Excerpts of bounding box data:

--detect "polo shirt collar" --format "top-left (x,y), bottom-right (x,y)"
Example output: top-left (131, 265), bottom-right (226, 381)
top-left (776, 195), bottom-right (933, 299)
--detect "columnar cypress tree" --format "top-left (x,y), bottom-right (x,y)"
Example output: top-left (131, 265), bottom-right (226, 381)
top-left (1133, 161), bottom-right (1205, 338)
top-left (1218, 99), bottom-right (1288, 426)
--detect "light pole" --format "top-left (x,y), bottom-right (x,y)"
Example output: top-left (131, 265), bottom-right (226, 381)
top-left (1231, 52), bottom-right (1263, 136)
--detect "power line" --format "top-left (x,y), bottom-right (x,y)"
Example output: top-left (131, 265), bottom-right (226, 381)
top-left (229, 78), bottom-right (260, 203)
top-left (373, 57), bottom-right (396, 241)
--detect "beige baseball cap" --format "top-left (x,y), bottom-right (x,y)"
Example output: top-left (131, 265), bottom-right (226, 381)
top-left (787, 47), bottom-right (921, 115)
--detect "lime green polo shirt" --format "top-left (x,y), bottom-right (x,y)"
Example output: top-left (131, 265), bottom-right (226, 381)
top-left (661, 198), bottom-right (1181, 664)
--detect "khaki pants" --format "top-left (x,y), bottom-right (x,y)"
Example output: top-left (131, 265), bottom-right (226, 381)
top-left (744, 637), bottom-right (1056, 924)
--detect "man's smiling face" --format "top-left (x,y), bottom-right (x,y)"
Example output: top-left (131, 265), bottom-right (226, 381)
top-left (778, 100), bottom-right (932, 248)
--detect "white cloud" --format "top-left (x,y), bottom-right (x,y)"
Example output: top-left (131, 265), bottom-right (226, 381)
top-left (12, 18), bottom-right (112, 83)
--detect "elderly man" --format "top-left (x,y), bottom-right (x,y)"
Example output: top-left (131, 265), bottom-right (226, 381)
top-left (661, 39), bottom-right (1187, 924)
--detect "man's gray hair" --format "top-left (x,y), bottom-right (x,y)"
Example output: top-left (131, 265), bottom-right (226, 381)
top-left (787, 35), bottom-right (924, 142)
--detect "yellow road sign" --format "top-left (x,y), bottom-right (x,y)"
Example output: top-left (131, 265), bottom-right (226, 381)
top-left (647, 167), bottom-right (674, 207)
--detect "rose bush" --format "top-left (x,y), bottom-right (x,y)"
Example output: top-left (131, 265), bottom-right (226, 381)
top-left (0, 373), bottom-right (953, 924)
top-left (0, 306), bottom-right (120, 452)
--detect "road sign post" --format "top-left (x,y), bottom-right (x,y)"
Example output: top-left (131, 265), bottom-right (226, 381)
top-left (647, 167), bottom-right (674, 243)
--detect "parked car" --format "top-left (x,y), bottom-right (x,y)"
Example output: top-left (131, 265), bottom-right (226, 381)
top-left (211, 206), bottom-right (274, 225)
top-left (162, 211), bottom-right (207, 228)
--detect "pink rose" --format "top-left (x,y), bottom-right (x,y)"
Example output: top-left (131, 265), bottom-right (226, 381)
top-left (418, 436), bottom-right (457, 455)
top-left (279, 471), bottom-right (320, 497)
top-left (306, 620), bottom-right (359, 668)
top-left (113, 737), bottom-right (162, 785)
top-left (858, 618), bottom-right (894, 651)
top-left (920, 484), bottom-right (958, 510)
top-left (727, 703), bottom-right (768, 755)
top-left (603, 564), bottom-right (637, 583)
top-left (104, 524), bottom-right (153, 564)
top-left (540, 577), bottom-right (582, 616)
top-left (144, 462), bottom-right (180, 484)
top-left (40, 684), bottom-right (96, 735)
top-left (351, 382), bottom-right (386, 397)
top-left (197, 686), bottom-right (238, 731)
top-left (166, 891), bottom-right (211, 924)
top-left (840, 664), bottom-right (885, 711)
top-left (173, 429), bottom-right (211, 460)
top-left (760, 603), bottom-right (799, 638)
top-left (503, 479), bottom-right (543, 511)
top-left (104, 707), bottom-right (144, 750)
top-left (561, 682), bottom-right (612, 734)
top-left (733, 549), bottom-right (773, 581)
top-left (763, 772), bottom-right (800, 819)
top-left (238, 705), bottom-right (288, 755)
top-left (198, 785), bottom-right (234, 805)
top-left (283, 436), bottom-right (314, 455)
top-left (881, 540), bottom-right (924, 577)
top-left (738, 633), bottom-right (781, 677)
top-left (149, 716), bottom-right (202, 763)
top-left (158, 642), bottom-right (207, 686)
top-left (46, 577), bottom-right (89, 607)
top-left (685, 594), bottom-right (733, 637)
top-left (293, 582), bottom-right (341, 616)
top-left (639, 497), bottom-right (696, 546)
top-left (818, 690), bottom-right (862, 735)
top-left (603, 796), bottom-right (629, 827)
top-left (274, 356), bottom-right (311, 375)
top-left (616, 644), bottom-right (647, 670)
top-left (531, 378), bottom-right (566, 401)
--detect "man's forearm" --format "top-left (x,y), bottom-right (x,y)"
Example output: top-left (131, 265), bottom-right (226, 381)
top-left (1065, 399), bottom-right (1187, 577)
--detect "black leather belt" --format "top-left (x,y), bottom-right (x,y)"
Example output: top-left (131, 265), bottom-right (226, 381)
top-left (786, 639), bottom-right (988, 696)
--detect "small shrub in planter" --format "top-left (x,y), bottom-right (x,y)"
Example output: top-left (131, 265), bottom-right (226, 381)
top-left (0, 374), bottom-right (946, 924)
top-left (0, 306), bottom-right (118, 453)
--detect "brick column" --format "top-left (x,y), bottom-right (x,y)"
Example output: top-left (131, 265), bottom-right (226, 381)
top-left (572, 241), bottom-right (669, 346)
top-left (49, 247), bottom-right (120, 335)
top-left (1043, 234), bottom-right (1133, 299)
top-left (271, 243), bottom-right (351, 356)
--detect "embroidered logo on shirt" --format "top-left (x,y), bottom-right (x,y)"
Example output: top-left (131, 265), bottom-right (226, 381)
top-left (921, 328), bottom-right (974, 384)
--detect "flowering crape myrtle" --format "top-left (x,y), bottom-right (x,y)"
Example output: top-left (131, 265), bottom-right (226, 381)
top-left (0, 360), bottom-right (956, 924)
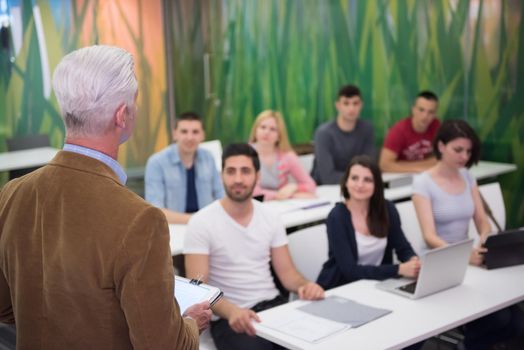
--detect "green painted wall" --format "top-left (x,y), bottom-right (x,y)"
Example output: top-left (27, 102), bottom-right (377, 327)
top-left (172, 0), bottom-right (524, 226)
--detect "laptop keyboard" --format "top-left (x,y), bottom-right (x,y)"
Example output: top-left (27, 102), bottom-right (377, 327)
top-left (398, 281), bottom-right (417, 294)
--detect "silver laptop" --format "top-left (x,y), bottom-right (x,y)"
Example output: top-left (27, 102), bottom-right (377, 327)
top-left (377, 239), bottom-right (473, 299)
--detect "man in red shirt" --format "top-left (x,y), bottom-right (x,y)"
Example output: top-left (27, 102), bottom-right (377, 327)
top-left (379, 91), bottom-right (440, 173)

* [TASK TO CARRY OUT]: Could you return, unchanged and in order, every line of the material from its first line up to and including the line with "top-left (776, 195), bottom-right (933, 299)"?

* [FINISHED ANSWER]:
--detect "polo shirt collar" --format "top-left (x,y), bottom-right (x,y)"
Example output: top-left (131, 265), bottom-right (226, 381)
top-left (776, 195), bottom-right (933, 299)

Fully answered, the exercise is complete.